[[ EXCERPTED RECORDS, beginning ]]

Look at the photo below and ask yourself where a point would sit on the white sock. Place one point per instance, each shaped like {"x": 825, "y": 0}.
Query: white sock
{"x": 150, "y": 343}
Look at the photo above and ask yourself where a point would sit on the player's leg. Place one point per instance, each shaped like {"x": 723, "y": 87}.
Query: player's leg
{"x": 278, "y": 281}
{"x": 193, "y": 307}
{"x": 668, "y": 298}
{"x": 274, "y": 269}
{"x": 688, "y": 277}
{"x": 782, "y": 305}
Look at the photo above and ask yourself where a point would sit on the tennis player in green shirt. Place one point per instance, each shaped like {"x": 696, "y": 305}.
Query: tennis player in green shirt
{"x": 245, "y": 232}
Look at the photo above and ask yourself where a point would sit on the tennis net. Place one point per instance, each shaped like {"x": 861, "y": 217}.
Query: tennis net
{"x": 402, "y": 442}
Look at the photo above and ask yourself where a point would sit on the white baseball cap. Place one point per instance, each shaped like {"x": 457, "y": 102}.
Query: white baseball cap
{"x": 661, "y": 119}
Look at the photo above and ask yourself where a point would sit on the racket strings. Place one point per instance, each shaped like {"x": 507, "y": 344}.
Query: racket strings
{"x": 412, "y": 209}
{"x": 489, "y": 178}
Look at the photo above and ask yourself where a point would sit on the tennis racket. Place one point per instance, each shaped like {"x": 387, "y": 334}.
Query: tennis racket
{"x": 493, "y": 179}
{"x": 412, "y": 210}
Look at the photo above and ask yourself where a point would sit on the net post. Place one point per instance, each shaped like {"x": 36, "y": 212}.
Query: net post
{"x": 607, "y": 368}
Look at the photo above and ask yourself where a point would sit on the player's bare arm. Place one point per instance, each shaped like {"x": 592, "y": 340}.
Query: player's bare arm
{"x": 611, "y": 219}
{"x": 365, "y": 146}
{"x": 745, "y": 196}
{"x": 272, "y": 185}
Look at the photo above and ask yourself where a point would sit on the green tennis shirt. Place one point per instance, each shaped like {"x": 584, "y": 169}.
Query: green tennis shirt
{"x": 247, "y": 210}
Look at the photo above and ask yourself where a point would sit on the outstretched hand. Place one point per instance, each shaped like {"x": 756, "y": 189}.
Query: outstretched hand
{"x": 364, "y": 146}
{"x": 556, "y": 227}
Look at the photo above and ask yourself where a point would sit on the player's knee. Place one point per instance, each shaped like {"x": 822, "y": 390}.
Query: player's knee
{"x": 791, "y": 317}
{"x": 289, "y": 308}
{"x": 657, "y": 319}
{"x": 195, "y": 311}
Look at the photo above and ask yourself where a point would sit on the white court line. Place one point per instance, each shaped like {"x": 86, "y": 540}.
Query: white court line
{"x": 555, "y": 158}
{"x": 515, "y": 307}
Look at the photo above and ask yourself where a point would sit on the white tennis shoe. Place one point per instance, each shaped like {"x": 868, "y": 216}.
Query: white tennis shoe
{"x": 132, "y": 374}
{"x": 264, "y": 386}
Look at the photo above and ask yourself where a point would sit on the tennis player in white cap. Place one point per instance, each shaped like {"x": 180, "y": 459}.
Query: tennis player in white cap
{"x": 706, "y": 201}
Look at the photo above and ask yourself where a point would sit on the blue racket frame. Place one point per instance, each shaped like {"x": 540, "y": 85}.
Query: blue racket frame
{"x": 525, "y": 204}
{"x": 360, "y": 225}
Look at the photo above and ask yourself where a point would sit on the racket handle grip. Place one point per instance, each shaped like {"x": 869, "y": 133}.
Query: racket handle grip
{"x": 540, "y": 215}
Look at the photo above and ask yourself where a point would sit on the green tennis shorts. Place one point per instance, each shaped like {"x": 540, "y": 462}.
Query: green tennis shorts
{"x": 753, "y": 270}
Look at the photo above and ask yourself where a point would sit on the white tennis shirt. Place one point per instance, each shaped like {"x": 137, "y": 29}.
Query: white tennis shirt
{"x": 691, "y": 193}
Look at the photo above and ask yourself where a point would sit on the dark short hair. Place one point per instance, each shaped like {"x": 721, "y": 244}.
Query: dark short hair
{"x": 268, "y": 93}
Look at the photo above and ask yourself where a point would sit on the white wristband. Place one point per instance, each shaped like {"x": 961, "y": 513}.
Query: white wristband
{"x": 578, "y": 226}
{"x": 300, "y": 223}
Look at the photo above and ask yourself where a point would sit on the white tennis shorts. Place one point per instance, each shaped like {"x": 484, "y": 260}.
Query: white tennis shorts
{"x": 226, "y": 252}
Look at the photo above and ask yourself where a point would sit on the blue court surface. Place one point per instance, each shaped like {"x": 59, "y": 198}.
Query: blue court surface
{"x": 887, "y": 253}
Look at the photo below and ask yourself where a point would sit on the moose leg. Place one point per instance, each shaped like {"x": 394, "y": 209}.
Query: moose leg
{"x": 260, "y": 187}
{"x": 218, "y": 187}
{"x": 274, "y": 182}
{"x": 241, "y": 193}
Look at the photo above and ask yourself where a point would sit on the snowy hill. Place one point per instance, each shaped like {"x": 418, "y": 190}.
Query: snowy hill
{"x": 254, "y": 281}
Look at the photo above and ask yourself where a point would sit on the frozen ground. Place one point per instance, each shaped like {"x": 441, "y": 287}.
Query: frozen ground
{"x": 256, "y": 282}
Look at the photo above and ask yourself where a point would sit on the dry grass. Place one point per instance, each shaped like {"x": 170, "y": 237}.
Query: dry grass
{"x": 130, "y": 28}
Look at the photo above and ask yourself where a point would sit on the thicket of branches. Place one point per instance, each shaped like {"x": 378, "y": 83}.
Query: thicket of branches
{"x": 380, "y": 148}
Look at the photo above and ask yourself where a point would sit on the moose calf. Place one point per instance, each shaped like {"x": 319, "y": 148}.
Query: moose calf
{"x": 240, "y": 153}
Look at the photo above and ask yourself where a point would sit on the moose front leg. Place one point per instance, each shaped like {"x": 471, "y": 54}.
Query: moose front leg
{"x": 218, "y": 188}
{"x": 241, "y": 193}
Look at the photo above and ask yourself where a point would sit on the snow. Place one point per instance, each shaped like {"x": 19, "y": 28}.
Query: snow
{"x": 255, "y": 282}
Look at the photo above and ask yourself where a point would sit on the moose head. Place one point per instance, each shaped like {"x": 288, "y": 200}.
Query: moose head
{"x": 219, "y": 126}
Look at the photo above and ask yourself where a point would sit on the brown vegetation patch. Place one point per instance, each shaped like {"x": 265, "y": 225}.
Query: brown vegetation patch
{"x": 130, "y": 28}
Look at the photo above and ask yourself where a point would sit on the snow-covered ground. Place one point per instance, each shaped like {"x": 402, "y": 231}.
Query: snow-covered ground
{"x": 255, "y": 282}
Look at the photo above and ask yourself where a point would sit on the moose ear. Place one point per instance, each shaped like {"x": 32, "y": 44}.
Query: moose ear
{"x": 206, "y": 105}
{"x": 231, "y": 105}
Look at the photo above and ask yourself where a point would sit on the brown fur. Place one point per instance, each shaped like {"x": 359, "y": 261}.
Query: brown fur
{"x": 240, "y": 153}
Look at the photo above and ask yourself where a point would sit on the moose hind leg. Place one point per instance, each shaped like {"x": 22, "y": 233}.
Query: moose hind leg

[[ EXCERPTED RECORDS, end ]]

**WORK TASK**: All that is wanted is an exact copy of the lines above from the one with "white tennis shoe." through the one with "the racket handle", with both ends included.

**RESULT FOR THIS TASK**:
Look at the photo above and ask yourself where a point would sit on the white tennis shoe. Place one point per instance, each shaped like {"x": 868, "y": 216}.
Query: white tennis shoe
{"x": 132, "y": 374}
{"x": 264, "y": 386}
Look at the photo above and ask yourself where a point would sit on the tennis player in white cap. Place one point per instance, each shaped like {"x": 180, "y": 459}.
Query: tennis player in white cap
{"x": 706, "y": 201}
Look at the photo above and ask yourself where a point would sit on the blue racket frame. Place one point per instance, each shaped like {"x": 540, "y": 85}.
Query: blue racket frame
{"x": 525, "y": 204}
{"x": 360, "y": 225}
Look at the photo above and ask yourself where a point would sit on the racket handle grip. Place one point per instance, each shaped like {"x": 869, "y": 133}.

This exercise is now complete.